DJ Cleared In Hog Slaughtering
JURORS CITE LACK OF EVIDENCE
By JENNIFER BARRS
TAMPA -- The hunter, Paul Lauterburg, cried, his face wet with tears as he rushed from the courtroom "thanking God, the jury and my lawyer."
So did the strident VVXTB disc jockey at the center of the controversy, his head in his hands."I'm not too much of a man not to cry after all the pressure and scrutiny," said Bubba the Love Sponge Clem, his tone hushed.
Humbled. So unlike his shock jock growl on the Roadkill Barbecue audiotape, a voice that screamed to a cheering crowd, "Andy must die!"
On Thursday, a two-woman, four-man jury ruled that Andy, a 70-pound feral hog, did not suffer a cruel death or unnecessary pain when he was castrated and killed in the 98 Rock parking lot a year ago.
Instead, they pronounced the four men involved in the radio stunt not guilty of felony animal cruelty: Lauterburg; Clem; Brent Hatley, the show's producer; and Daniel Brooks, a bystander who held the hog down.

▶ **Your goal**
Copy out the news article on the hog slaughtering trial word for word, in full.

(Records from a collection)
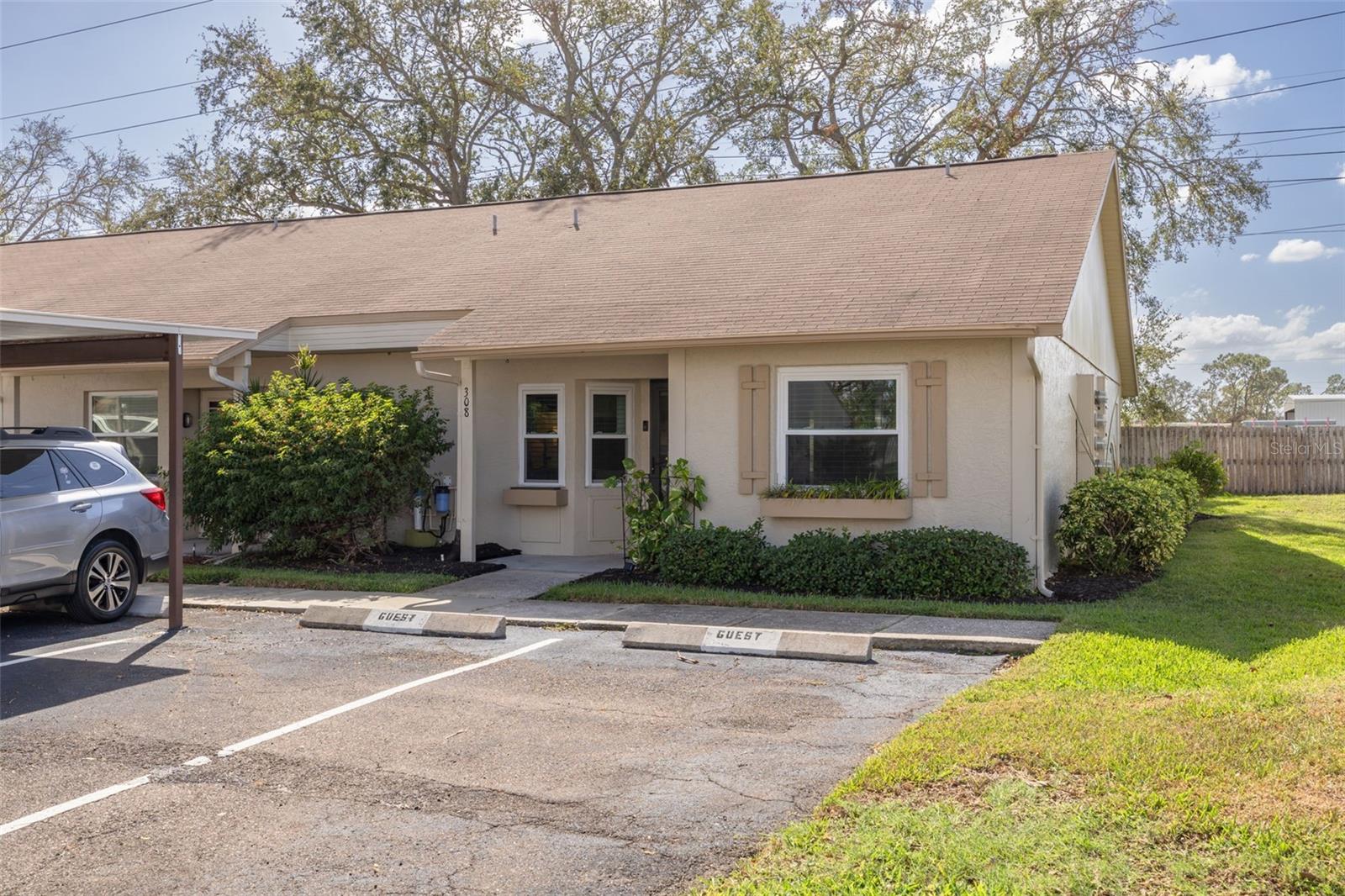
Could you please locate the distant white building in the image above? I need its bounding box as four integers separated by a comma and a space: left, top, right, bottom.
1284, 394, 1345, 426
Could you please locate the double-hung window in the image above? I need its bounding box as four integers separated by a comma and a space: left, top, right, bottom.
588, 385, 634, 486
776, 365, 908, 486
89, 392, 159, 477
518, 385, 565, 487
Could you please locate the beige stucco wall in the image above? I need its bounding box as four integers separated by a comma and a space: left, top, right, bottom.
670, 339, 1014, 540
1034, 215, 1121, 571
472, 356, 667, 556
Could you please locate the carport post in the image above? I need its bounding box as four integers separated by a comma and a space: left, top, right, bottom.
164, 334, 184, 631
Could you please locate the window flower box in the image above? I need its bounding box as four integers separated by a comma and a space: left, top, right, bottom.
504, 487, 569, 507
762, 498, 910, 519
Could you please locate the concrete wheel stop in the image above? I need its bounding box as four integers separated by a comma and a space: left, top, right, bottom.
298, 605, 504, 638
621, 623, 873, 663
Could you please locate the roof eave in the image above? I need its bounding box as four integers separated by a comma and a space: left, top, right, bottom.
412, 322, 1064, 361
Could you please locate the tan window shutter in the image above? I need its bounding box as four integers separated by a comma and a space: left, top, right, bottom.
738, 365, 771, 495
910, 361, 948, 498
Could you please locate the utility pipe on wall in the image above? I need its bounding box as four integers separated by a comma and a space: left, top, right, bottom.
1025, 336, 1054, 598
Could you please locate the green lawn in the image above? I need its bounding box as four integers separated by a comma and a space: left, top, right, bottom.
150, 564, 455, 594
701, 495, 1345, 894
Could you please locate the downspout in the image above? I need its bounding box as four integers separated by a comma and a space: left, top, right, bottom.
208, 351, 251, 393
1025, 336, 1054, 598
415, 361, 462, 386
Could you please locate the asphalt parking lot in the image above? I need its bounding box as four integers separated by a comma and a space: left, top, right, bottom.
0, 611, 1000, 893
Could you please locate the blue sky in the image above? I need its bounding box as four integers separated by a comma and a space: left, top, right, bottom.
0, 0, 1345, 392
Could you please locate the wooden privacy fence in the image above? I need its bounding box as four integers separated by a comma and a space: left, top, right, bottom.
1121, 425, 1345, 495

▶ **Answer to this task**
DJ Cleared In Hog Slaughtering
JURORS CITE LACK OF EVIDENCE
By JENNIFER BARRS
TAMPA -- The hunter, Paul Lauterburg, cried, his face wet with tears as he rushed from the courtroom "thanking God, the jury and my lawyer."
So did the strident VVXTB disc jockey at the center of the controversy, his head in his hands."I'm not too much of a man not to cry after all the pressure and scrutiny," said Bubba the Love Sponge Clem, his tone hushed.
Humbled. So unlike his shock jock growl on the Roadkill Barbecue audiotape, a voice that screamed to a cheering crowd, "Andy must die!"
On Thursday, a two-woman, four-man jury ruled that Andy, a 70-pound feral hog, did not suffer a cruel death or unnecessary pain when he was castrated and killed in the 98 Rock parking lot a year ago.
Instead, they pronounced the four men involved in the radio stunt not guilty of felony animal cruelty: Lauterburg; Clem; Brent Hatley, the show's producer; and Daniel Brooks, a bystander who held the hog down.